_WHAT TO DO_
Copy every item below word for word, but leave out the pictures.

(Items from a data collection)
══════

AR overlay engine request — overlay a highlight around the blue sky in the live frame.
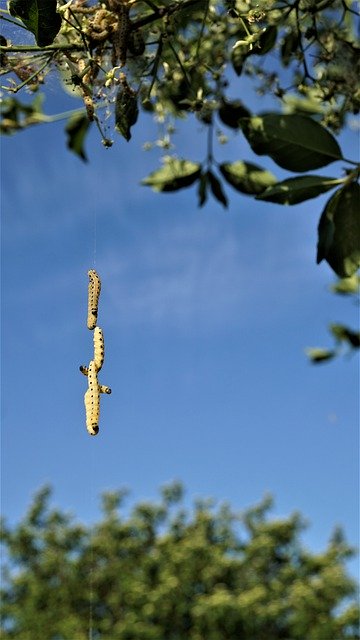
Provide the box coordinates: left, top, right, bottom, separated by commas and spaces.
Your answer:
1, 76, 359, 571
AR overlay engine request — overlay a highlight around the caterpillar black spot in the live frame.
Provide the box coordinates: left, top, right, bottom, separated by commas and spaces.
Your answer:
87, 269, 101, 331
79, 364, 111, 394
84, 360, 100, 436
94, 327, 105, 371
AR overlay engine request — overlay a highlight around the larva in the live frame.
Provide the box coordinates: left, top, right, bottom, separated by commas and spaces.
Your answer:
94, 327, 105, 371
84, 360, 100, 436
79, 364, 111, 394
87, 269, 101, 330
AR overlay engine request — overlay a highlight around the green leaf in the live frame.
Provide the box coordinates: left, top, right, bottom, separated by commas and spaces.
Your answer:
231, 47, 248, 76
65, 113, 91, 162
141, 157, 201, 191
198, 172, 208, 207
115, 80, 139, 142
257, 176, 339, 204
218, 98, 251, 129
316, 182, 360, 278
9, 0, 61, 47
306, 347, 336, 364
330, 324, 360, 349
241, 113, 342, 172
330, 273, 360, 296
207, 171, 228, 208
219, 160, 276, 195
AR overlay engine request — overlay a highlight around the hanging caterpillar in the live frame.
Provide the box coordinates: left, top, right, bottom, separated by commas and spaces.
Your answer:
94, 327, 105, 371
84, 360, 100, 436
79, 364, 111, 394
87, 269, 101, 331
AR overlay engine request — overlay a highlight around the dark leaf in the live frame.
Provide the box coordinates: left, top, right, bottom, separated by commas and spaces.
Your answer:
316, 182, 360, 278
115, 82, 139, 142
241, 113, 342, 172
207, 171, 228, 207
198, 173, 208, 207
141, 157, 201, 191
306, 347, 336, 364
65, 113, 91, 162
280, 30, 299, 67
9, 0, 61, 47
257, 176, 339, 204
219, 160, 276, 195
251, 25, 277, 56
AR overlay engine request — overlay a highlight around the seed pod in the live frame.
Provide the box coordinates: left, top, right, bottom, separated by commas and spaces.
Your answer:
115, 77, 139, 141
84, 360, 100, 436
87, 269, 101, 330
113, 2, 130, 67
128, 29, 145, 56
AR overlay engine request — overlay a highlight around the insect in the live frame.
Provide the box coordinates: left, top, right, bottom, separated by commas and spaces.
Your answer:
94, 327, 105, 371
84, 360, 100, 436
87, 269, 101, 331
79, 364, 111, 394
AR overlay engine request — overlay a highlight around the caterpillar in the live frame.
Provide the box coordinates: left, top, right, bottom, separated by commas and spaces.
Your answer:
84, 360, 100, 436
79, 364, 111, 394
87, 269, 101, 331
94, 327, 105, 371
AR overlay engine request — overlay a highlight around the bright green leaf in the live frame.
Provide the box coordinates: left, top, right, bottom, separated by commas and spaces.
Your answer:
330, 324, 360, 349
218, 98, 251, 129
141, 157, 201, 191
241, 113, 342, 172
330, 273, 360, 296
65, 113, 91, 162
257, 176, 339, 204
219, 160, 276, 195
316, 182, 360, 278
115, 82, 139, 142
9, 0, 61, 47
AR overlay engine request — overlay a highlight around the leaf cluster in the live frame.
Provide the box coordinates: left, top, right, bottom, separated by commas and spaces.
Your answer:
1, 483, 359, 640
0, 0, 360, 278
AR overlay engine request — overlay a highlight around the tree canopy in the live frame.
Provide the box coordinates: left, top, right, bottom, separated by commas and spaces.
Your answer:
1, 0, 360, 278
1, 483, 360, 640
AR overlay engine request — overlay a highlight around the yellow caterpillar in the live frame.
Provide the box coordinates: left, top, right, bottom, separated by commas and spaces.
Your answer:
84, 360, 100, 436
94, 327, 105, 371
87, 269, 101, 330
79, 364, 111, 394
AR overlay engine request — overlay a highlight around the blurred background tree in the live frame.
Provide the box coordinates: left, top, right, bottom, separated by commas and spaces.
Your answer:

══════

_FINAL RESULT_
AR overlay engine request — overlay a highlight around the blue sky in the live frame.
Provide the box coordinates: left, top, right, bottom, separated by commas and spaces.
Your answer:
1, 76, 359, 571
AR overlay engine request — overlay a highlight around the caterpillar black spot in the live frame.
Provide the box coordinates: left, top, right, bottom, separated by commas and spaces.
Your answer:
87, 269, 101, 331
79, 364, 111, 394
84, 360, 100, 436
94, 327, 105, 371
AR overlay engine request — overlay a highlight around the larva in the live frame.
Provide the box coordinates: left, top, right, bottom, separated by commas and spaces.
Your answer:
94, 327, 105, 371
84, 360, 100, 436
79, 364, 111, 394
87, 269, 101, 330
AR overlay engine request — overlay a highlight around the green leaf in the live frame.
Provide the box coordinates: left, top, right, bottom, separated by commas and spaces.
Your answer:
231, 47, 248, 76
65, 113, 91, 162
141, 157, 201, 191
198, 172, 208, 207
115, 80, 139, 142
257, 176, 339, 204
218, 98, 251, 129
316, 182, 360, 278
9, 0, 61, 47
306, 347, 336, 364
330, 324, 360, 349
241, 113, 342, 172
330, 273, 360, 296
207, 171, 228, 208
219, 160, 276, 195
AR overlay engine request — overlay a highlight around the hanging caterpillar in the live frame.
Provide the box coordinates: left, top, right, bottom, separated by commas and spaces.
Your answer:
94, 327, 105, 371
84, 360, 100, 436
79, 364, 111, 394
87, 269, 101, 331
AR overlay engine request — overlay a highlight around the dark leaf in the live frame.
Provide the box coordinates: left, top, right, bottom, separated by commas and spaces.
Your answer:
316, 182, 360, 278
115, 82, 139, 142
241, 113, 342, 172
207, 171, 228, 207
198, 173, 208, 207
141, 157, 201, 191
306, 347, 336, 364
65, 113, 91, 162
280, 30, 299, 67
9, 0, 61, 47
257, 176, 339, 204
219, 160, 276, 195
251, 25, 277, 56
AR overlay engine request — overlay a highlight around the seed pod in the live frame.
Provide the box coordinates: left, top, right, bottom, separated by commas and spaces.
Your answer:
115, 77, 139, 141
84, 360, 100, 436
87, 269, 101, 330
113, 2, 130, 67
128, 29, 145, 56
AR overlay engine request — overlay a highlight around the insect in the live frame.
Provide the box coordinates: left, top, right, bottom, separated by commas and spaces.
Your answer:
94, 327, 105, 371
84, 360, 100, 436
87, 269, 101, 331
79, 364, 111, 394
AR overlay engine request — overlay a highlight around the caterpillar in the live frame.
Provide the box coordinates: left, top, right, bottom, separated by commas and spaces.
Your answer:
84, 360, 100, 436
79, 364, 111, 394
87, 269, 101, 331
94, 327, 105, 371
AR overlay engine request — overlay a highlight around the bright green leaf in the live frame.
Provide the box coordinates: left, top, right, bottom, separated by commas and spaces.
Your answer:
330, 324, 360, 349
218, 98, 251, 129
141, 157, 201, 191
241, 113, 342, 172
330, 273, 360, 296
65, 113, 91, 162
257, 176, 339, 204
219, 160, 276, 195
316, 182, 360, 278
115, 82, 139, 142
9, 0, 61, 47
AR overlay engine request — overlay a highlight around the leaf cluster in the live frame.
Provide the box coordinates: left, top, right, bottom, separated by commas and spaces.
Your answer:
1, 483, 359, 640
0, 0, 360, 278
AR overlay engine request — overlay a highlight around the tree canopy in the live frame.
Provide the box coordinates: left, top, right, bottom, separated by commas and spaces.
Your answer:
1, 0, 360, 278
1, 483, 360, 640
AR overlay engine request — overlay a highlight around the yellow caterpillar in the live frame.
Provide the box coordinates: left, top, right, bottom, separated by commas and spaces.
Your answer:
84, 360, 100, 436
94, 327, 105, 371
87, 269, 101, 330
79, 364, 111, 394
AR overlay engine request — overlay a highlight around the blurred background tree in the live frame.
Provide the box coordinates: left, top, right, bottom, separated by commas and spaces.
Your answer:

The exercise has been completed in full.